→ **Completa quanto segue**:
A) Secondo il brano da leggere, per quale motivo "adesso abbiamo un problema"? Rispondi in una-tre frasi.
B) Scrivi il seguito del brano da leggere, quello sul clima di stanchezza e di divisione nel paese, a partire dopo la sua ultima frase.

→ **Brano da leggere**:
■ ■ ■ ■ ■
Intorno, intanto, la nostra umana inclinazione a desiderare nemici, a sentirci vittime, a cercare capri espiatori – siamo in tre, in questo paese, a fare casini: la politica, i media, gli elettori – annaspava, se la prendeva sgangheratamente coi runner o coi presunti “furbetti”, e sembrava molto indebolita dalla consapevolezza della situazione.
Molta paura, poca zizzania.

Adesso abbiamo un problema. È passato più di un mese, siamo tutti un po’ stanchi, non capiamo bene dove stiamo andando e dove sia la fine, e si sta creando un vuoto di crisi e novità quotidiane: paradossalmente, in una situazione senza precedenti e completamente fuori posto, alcune cose stanno tornando al loro posto, soprattutto le peggiori. Tra queste, vedi rialzare la voce e riguadagnare spazio e attenzioni da parte dei demagoghi avidi di visibilità, vedi ricrescere gli incarognimenti e le supponenze gratuite sui social network, vedi ricostruirsi sottodivisioni tra chi vuole un po’ aprire le economie e chi se ne indigna, tra chi vuole fare uscire i bambini e chi non ha i bambini, eccetera; vedi la gente più spazientita e irritabile nelle file, ma l’impressione è che le persone abbiano ancora molta voglia di buone intenzioni; vedi riaffiorare nelle prime pagine dei quotidiani le interviste a ministri e leader della maggioranza in ordine sparso e ognuno con la sua da dire, le accuse poco costruttive nei confronti di altri, e persino lo storico sfogo verso altri paesi a scelta (l’Olanda, persino!). Vedi eccitazioni giornalistiche nel poter rimettere in prima pagina “la rabbia”, finalmente.
■ ■ ■ ■ ■
→ **Sezione dati**:
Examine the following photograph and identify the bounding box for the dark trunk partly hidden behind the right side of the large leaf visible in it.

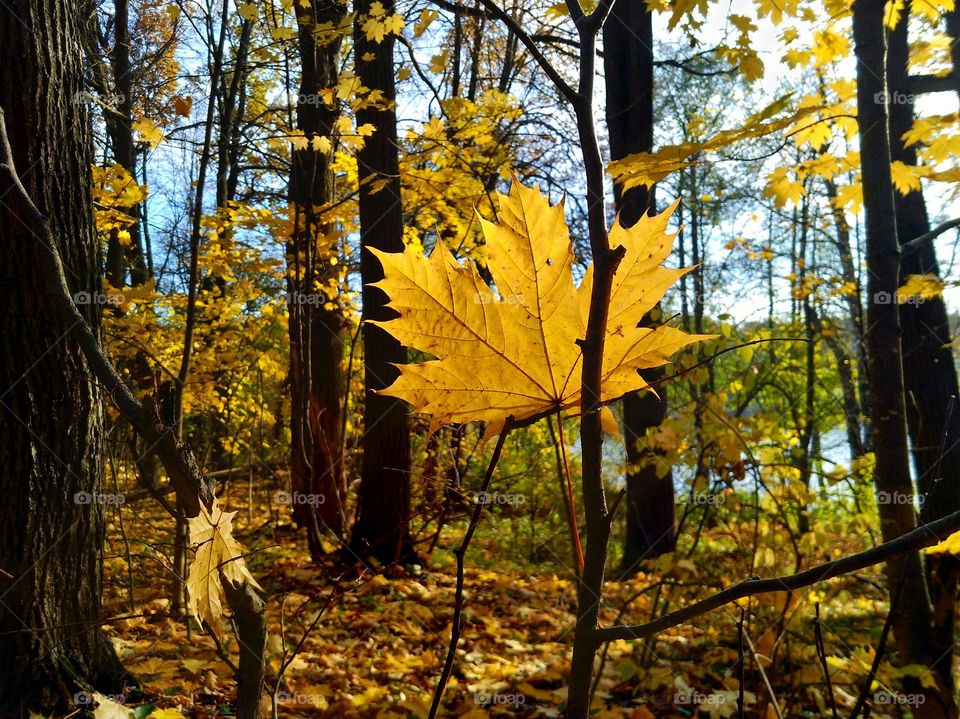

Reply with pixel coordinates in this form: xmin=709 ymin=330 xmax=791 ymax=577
xmin=603 ymin=2 xmax=677 ymax=574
■ ■ ■ ■ ■
→ **Risposte**:
A) Perché è passato più di un mese, siamo tutti un po' stanchi, non capiamo bene dove stiamo andando né dove sia la fine, e si sta creando un vuoto di crisi e novità quotidiane. In questa situazione alcune cose stanno tornando al loro posto, soprattutto le peggiori.

B)
Non so, sono impressioni, spero di sbagliarmi. Ma credo che questa naturale tendenza dei media e della politica – e di noialtri – a riempire i vuoti di sostanza con la costruzione di risentimenti e divisioni, e zizzanie, sia da tenere molto presente, perché proprio non è aria: non è aria. E credo che sia, aggiungo io ma potete ipotizzare altre soluzioni, una ragione di più perché governo e “autorità competenti” comunichino con efficacia e chiarezza il percorso e il progetto su cui pensano di muoversi, nel medio termine, per far fare a questa situazione dei progressi che non siano solo limitati al “contenimento”. Per il gioco di squadra serve una partita. E sono tornato, mi rendo conto, a ripetere la conclusione di quattro giorni fa. Non lo farò, e mi limiterò a: zizzania, per favore, no.